The Jewishness of Resurrection

Jim Davila mentions the New York Times article reviewing Jon Levenson’s new book, Resurrection and the Restoration of Israel: The Ultimate Victory of the God of Life, a “frontal challenge” to the idea that resurrection was not only a late innovation in Judaism, but a movement away from a religion which had always accepted mortality matter-of-factly.

“Professor Levenson does not deny that an unambiguous belief in resurrection of the dead makes a late appearance in Judaism, or that some groups, like the Sadducees, mentioned in the Gospels and by the historian Josephus, never accepted it.

● ● ● ●

JOBS:
a: In the post on resurrection in Judaism, which group does the quoted review name as one that never accepted resurrection?
b: Carry on the post on resurrection in Judaism from its last sentence.
The listing after this is separate material, unrelated to the post on resurrection in Judaism.

DATA EXCERPTS:
● ● ● ●

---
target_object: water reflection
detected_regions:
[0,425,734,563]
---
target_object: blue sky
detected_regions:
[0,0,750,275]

● ● ● ●

SOLVED PROBLEMS:
a: The Sadducees.

b:
“He argues, however, that this late appearance was ‘both an innovation and a restatement of a tension that had pervaded the religion of Israel from the beginning.’ The full-fledged doctrine of resurrection was not primarily a response to the needs of the moment or the challenge of martyrdom. It flowed from ‘deeper and long-established currents in the religion of Israel’…

“He analyzes biblical accounts of God’s power to reverse life-threatening adversity — enslavement, infertility, loss of children, famine — or in exceptional cases, death itself. Many of his instances are the same ones that rabbis have cited over the centuries to support the doctrine of resurrection: from the opening of Sarah’s infertile womb and the binding and near sacrifice of Isaac to the sufferings of Job, the miracles of the prophet Elisha and Ezekiel’s vision of a new people arisen in the valley of the dry bones…

“Many Christians have misunderstood Judaism because of their assumption that belief in resurrection is exclusively associated with Jesus. ‘The stereotypes on both sides are destructive,’ he said, ‘and destroy an important bond between Judaism and Christianity.’ For all the differences between the two faiths — and Professor Levenson is not known for minimizing them — ‘early Christianity and rabbinic Judaism had no division on belief in eschatological resurrection.'”

Levenson’s book may be aimed at building bridges between Judaism and Christianity, but I would also prescribe it to the many Unitarians who are shocked to learn that resurrection was a Judaic belief. It’s going to be a good book in any case, not least because Levenson wrote it.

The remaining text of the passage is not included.